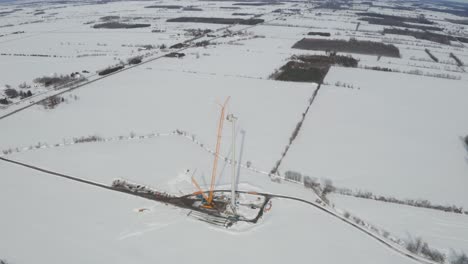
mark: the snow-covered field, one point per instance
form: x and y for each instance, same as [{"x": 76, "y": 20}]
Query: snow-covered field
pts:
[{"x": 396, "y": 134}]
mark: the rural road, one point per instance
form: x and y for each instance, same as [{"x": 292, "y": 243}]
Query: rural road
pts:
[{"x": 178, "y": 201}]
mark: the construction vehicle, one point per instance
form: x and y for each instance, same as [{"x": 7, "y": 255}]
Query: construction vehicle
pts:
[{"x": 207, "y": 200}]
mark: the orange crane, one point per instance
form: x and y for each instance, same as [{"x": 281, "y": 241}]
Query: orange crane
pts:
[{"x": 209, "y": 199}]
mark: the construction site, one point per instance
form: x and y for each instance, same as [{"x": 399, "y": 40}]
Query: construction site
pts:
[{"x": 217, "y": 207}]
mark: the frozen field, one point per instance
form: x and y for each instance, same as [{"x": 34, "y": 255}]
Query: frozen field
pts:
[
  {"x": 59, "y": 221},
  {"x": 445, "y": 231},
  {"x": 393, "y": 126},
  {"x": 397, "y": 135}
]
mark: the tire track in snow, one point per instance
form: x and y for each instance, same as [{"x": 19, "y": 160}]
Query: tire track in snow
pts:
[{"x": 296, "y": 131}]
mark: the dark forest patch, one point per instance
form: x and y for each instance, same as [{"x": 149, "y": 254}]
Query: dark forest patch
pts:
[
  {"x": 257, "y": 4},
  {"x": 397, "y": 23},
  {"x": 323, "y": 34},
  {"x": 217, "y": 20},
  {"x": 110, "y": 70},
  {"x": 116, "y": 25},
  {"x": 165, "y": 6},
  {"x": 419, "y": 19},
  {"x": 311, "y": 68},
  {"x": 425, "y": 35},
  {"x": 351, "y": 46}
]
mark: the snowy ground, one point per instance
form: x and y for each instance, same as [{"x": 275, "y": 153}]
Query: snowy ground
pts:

Task details:
Convert the data lines into a JSON list of strings with one string per line, leaving out blank lines. Begin at the line that contains "mark: the frozen" and continue through the last line of the data, including both.

Reply to the task:
[
  "mark: the frozen field, one point per instance",
  "form: x and y for each instance, same as [{\"x\": 34, \"y\": 255}]",
  "Query: frozen field",
  "pts:",
  "[",
  "  {\"x\": 59, \"y\": 221},",
  "  {\"x\": 445, \"y\": 231},",
  "  {\"x\": 393, \"y\": 126},",
  "  {\"x\": 397, \"y\": 135}",
  "]",
  "mark: the tire track in snow, one point per instance",
  "form: x and y for each instance, same as [{\"x\": 19, \"y\": 160}]",
  "Query: tire track in snow",
  "pts:",
  "[{\"x\": 296, \"y\": 131}]",
  "mark: the dark forest patch, one point per instance",
  "form: x and y for each instance, same as [{\"x\": 149, \"y\": 254}]",
  "Query: dark forest patch",
  "pts:",
  "[",
  "  {\"x\": 257, \"y\": 4},",
  "  {\"x\": 397, \"y\": 23},",
  "  {\"x\": 323, \"y\": 34},",
  "  {\"x\": 217, \"y\": 20},",
  "  {\"x\": 110, \"y\": 70},",
  "  {\"x\": 116, \"y\": 25},",
  "  {\"x\": 165, \"y\": 6},",
  "  {\"x\": 419, \"y\": 19},",
  "  {\"x\": 311, \"y\": 68},",
  "  {\"x\": 425, \"y\": 35},",
  "  {\"x\": 351, \"y\": 46}",
  "]",
  "mark: the snowy ground, one point per instance",
  "form: x and y for each instance, same as [{\"x\": 275, \"y\": 153}]",
  "Query: snowy ground",
  "pts:"
]